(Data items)

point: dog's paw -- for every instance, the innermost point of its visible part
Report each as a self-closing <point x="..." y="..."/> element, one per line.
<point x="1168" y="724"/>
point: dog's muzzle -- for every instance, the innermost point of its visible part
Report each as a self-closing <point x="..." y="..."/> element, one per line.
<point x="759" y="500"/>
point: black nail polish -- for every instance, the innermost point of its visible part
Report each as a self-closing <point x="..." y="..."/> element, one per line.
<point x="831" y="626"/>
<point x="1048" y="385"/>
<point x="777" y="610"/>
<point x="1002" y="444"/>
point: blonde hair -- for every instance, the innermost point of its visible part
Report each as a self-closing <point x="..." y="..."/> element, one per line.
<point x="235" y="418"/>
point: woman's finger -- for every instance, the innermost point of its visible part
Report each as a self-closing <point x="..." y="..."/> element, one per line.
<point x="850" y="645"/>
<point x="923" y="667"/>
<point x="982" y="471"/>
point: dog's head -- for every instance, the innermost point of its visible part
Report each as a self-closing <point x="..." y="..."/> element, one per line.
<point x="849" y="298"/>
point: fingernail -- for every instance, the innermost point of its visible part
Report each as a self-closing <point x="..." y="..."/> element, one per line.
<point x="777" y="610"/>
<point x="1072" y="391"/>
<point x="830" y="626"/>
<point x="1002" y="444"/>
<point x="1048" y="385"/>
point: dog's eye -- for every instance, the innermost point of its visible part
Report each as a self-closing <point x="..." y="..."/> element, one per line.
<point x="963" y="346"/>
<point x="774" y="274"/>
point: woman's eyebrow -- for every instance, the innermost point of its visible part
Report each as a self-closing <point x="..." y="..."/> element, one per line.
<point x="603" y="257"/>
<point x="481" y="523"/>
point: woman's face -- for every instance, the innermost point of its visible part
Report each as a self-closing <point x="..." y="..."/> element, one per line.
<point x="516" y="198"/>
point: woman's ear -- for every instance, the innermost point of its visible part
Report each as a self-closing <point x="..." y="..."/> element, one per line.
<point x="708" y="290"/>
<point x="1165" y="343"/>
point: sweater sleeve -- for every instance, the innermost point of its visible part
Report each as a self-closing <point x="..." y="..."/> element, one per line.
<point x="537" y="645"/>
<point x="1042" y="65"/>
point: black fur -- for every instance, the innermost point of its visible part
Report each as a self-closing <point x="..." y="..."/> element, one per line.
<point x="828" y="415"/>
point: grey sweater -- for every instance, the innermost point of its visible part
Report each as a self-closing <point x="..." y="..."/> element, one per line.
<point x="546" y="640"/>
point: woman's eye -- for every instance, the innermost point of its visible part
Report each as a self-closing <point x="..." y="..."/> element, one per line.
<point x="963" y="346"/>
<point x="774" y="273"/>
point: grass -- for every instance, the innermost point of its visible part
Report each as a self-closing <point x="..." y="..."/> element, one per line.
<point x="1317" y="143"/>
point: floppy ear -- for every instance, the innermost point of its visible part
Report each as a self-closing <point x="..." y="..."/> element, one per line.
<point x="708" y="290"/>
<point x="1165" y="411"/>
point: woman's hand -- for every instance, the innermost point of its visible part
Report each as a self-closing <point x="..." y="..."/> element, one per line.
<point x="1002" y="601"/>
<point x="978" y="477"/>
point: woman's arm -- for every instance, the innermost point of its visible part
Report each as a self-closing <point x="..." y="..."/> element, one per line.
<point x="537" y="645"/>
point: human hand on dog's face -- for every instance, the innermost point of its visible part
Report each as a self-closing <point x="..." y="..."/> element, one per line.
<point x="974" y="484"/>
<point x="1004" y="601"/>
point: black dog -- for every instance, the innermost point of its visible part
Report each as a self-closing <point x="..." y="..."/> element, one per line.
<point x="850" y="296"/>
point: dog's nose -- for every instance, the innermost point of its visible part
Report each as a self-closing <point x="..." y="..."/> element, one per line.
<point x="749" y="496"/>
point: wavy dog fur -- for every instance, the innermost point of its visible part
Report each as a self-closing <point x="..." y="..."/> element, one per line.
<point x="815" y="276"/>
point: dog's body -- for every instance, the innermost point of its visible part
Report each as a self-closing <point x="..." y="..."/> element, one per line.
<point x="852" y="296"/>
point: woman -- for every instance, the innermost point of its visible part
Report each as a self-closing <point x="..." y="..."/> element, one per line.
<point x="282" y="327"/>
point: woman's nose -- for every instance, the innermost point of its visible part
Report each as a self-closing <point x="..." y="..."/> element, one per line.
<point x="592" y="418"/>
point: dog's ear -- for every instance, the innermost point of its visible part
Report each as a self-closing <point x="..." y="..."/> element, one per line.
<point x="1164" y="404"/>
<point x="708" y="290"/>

## TASK GOAL:
Which lines of the data contain the string "woman"? Copy each one.

## RESPONSE TO THIS TASK:
point: woman's finger -- for every instance, the innermost point of its visible part
point: woman's eyebrow -- for every instance, the innermost point of its visible part
point: woman's face -- for every instance, the innermost point of its visible part
point: woman's ear -- for every instance, the innermost point of its visible part
point: woman's eye -- for every instance, the innermost point of its visible part
point: woman's hand -- for every instance, the innermost point of its visible part
point: woman's arm -- for every instance, the innermost point of its visible part
point: woman -- for every instance, the innermost point of its visible part
point: woman's nose -- for every instance, the innermost point of its visible part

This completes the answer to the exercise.